*** ФРАГМЕНТ ДОКУМЕНТА

«Я дверь распахну, пойду на крыльцо,
И молодость ветром овеет лицо».
(Алексей Сурков)
Крыльцо - это вход в дом в виде наружной пристройки с площадкой под навесом и лестницей, как написано в «Словаре русского языка» под редакцией С.И. Ожегова.
Дом, в котором размещалась наша квартира, был каменным, a крылечко - деревянным. Но именно этa пристройка к дому была самым престижным, оригинальным, эксклюзивным и памятным для меня и моих детей местом нашей довоенной квартиры, которое я помню с самого раннего детства.
Большой одноэтажный несуразный по форме домина стоял в самом центре города Винницы по адресу улица Котовского № 16. В результате поспешных революционных преобразований он был совершенно непропорционально, нецелесообразно и необоснованно ни с архитектурно – хозяйственной, ни с бытовой точек зрения разделён на отдельные квартиры. Это же коснулось и полуподвалов и подвалов с квартирами ниже уровня земли. Из окон некоторых квартир жильцы могли видеть только небо и верхние ветки высоких акаций с гнёздами грачей и ворон, а из других – ещё и ноги прохожих.
На наше счастье, ко входу в одну из квартир прямо от тротуара было пристроено кем-то, ещё в дореволюционные годы деревянное крылечко, на которое открывалась наша входная дверь. Для меня – это был выход в жизненное пространство, манившее меня из «застенков» нашего жилья.

******
*** СТРОКИ НАБОРА ДАННЫХ

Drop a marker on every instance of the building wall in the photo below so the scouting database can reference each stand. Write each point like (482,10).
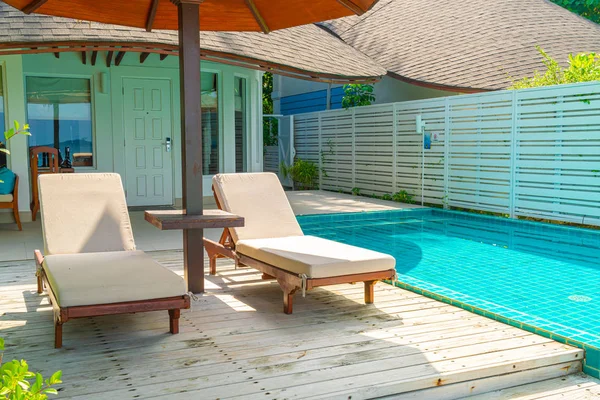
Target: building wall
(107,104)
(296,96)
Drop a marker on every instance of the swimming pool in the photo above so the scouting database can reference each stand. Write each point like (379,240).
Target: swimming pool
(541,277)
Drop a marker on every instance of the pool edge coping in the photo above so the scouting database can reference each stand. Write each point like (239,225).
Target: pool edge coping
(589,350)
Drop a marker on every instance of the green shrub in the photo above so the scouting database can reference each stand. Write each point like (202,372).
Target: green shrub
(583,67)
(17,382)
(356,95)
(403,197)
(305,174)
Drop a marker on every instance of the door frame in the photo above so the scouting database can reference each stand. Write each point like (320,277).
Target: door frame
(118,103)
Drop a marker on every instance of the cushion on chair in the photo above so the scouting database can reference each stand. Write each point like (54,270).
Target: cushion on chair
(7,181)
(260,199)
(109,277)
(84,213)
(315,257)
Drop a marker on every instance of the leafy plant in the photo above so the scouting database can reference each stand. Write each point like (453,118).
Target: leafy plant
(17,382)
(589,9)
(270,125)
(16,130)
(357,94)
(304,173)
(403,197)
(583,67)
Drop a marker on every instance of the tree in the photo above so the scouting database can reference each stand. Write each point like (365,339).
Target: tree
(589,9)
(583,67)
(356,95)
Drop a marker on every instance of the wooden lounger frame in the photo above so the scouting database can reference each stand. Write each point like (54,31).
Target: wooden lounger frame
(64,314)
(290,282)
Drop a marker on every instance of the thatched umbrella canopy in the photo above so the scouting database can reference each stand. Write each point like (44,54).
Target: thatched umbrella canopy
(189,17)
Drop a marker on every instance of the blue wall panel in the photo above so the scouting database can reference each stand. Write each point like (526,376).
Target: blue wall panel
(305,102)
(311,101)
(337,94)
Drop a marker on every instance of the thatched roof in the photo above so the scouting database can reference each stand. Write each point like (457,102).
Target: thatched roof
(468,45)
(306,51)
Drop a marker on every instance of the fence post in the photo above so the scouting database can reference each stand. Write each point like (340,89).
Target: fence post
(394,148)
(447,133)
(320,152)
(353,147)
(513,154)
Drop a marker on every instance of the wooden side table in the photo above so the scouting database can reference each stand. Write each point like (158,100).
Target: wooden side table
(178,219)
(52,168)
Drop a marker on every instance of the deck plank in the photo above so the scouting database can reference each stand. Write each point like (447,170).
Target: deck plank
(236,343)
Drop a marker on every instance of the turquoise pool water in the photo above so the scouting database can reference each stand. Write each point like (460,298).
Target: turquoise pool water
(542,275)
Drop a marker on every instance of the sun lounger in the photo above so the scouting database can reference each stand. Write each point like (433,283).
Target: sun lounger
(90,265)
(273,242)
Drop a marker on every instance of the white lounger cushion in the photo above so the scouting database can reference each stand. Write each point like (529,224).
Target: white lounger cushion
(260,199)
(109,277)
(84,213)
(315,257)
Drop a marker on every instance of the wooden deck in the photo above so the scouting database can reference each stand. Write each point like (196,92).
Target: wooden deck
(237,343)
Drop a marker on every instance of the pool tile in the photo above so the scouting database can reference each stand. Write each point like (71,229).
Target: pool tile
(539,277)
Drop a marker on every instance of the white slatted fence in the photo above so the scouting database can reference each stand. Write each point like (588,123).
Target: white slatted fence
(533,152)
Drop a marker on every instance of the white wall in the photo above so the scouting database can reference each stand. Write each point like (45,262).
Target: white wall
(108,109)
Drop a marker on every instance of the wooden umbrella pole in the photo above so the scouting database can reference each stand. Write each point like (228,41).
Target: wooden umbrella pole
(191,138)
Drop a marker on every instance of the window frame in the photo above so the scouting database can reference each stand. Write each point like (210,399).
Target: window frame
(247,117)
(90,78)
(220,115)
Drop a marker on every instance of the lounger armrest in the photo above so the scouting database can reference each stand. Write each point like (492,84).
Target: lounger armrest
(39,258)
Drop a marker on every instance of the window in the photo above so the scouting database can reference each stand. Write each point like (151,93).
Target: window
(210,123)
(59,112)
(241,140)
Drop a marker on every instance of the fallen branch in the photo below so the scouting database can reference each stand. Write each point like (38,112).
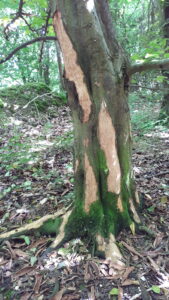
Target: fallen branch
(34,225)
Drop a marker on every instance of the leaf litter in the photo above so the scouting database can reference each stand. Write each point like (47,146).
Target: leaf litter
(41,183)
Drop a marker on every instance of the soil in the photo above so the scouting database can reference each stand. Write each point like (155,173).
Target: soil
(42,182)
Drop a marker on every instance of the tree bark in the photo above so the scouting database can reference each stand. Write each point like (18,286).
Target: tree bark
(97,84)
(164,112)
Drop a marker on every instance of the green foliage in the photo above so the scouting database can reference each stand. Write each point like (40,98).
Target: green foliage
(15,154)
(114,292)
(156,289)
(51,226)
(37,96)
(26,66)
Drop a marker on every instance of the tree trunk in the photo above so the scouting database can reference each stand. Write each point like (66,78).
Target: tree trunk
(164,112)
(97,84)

******
*** СТРОКИ НАБОРА ДАННЫХ

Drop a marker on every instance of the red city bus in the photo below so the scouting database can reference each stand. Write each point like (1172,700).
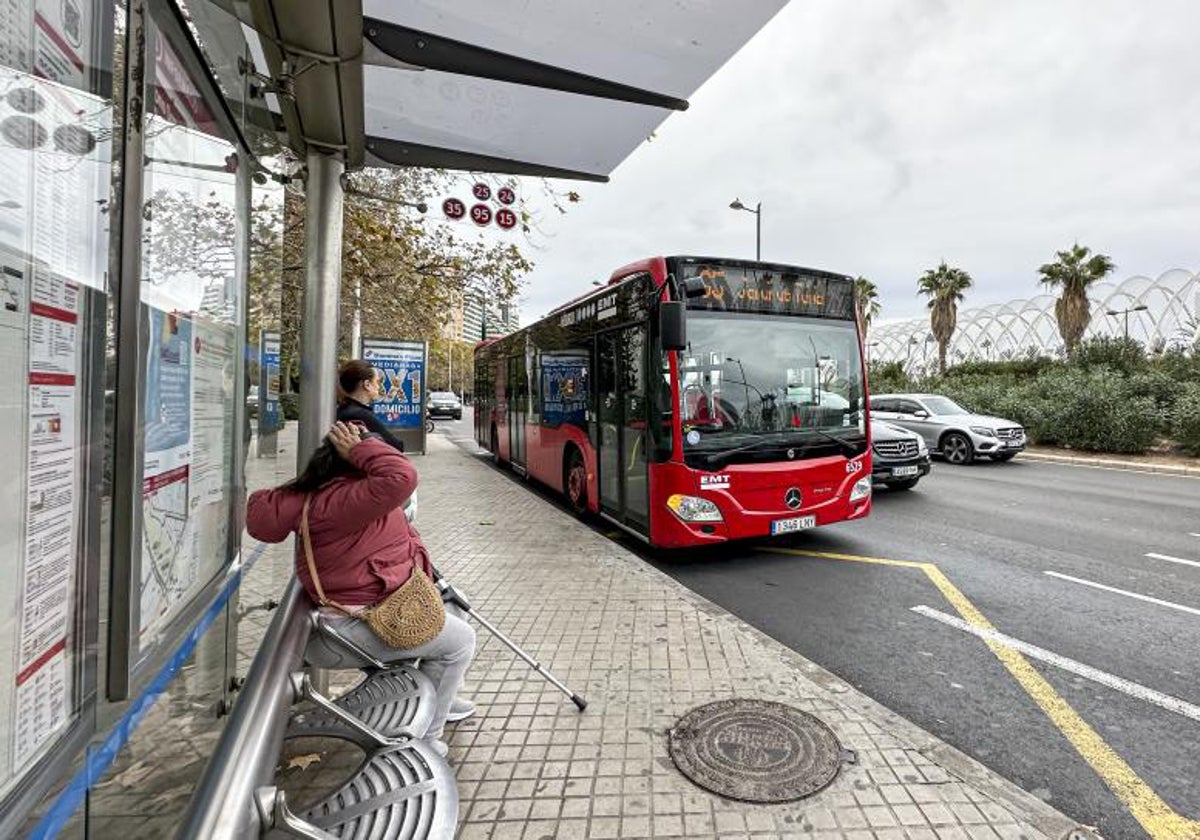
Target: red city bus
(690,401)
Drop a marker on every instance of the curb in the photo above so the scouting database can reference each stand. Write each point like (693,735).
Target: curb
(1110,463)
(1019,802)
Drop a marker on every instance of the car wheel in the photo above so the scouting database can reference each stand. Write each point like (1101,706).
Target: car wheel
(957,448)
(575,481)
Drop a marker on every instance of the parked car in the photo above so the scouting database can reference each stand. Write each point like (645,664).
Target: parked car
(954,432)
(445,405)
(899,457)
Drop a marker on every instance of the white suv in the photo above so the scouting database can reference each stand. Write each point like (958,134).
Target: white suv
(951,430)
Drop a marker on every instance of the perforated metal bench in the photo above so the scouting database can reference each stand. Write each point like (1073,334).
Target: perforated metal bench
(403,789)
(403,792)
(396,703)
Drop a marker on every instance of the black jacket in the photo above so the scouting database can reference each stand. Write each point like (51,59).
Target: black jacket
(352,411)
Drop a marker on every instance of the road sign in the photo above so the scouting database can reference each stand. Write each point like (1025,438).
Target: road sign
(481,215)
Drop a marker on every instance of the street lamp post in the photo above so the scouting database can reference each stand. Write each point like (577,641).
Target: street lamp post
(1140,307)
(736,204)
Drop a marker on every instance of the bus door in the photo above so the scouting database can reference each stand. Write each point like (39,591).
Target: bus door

******

[ЧТО НУЖНО СДЕЛАТЬ]:
a: Подсчитайте, во скольких строках набора данных выше встречается слово «lamp», и напишите в ответе только это число.
b: Напишите продолжение приведённых выше воспоминаний о деревянном крылечке дома в Виннице, начиная сразу после последней фразы.

[ОТВЕТЫ ПО ЗАДАНИЯМ]:
a: 2

b:
Основные конструкции крыльца напоминали каркас добротного сруба для прочной избы из толстых брёвен и остроконечной жестяной крыши. Покатая жестяная крыша поверх стропил над крыльцом, как и крыша всего дома была окрашена в кирпично – красный цвет и опиралась на деревянные столбики, которые служили опорой всего сооружения и, как бы, разделяли всё пространство крыльца на виртуальные стенки и оконные проёмы, которых не было. «Стенки» были увиты ветвями дикого винограда. Когда разраставшийся дикий виноград закрывал боковые пространства крылечка, возникало какое-то эфемерное отграничение от внешнего мира, а уж от взглядов прохожих с улицы точно, и этим создавалась уютная замкнутая беседка….
Ещё были на нём по бокам две скамеечки, кроме которых всех привлекало также одно очень удобное место для сидения – это невысокий и широкий порог у входной двери. Там можно было сидеть и не сразу быть замеченным, как мне казалось. Можно было даже перекусить, надеясь, что никто ничего не видит, хотя крылечко хорошо просматривалось, и всё там было видно, как на ладони, если остановиться и заглянуть в него извне.
Поскольку крыльцо было сплошь из дерева, то его можно было содержать в идеальной чистоте так, как обычно ухаживали за деревянным полами – мыть, скоблить, протирать, освежать и даже подкрашивать, если бы захотелось. Но наше крыльцо сохраняло свой первозданный вид и отличалось цветом пожившей красоты обычных досок и брёвен, только отполированных руками и другими частями тела и одеждой множества людей, обитавших в доме или прошедших через крыльцо. Столбики были сглажены руками всех тех, кто бывал на этом крылечке. А побывали здесь многие, хотя «иных уж нет, а те далече»…
Из крыльца выходили две калитки: одна на тротуар, а другая в палисадник. И стенки крылечка и обе калитки были сколочены по типу редкого штакетника. Так что мне сквозь них всё вокруг было видно с малых лет, когда поверх них я ещё не смотрел.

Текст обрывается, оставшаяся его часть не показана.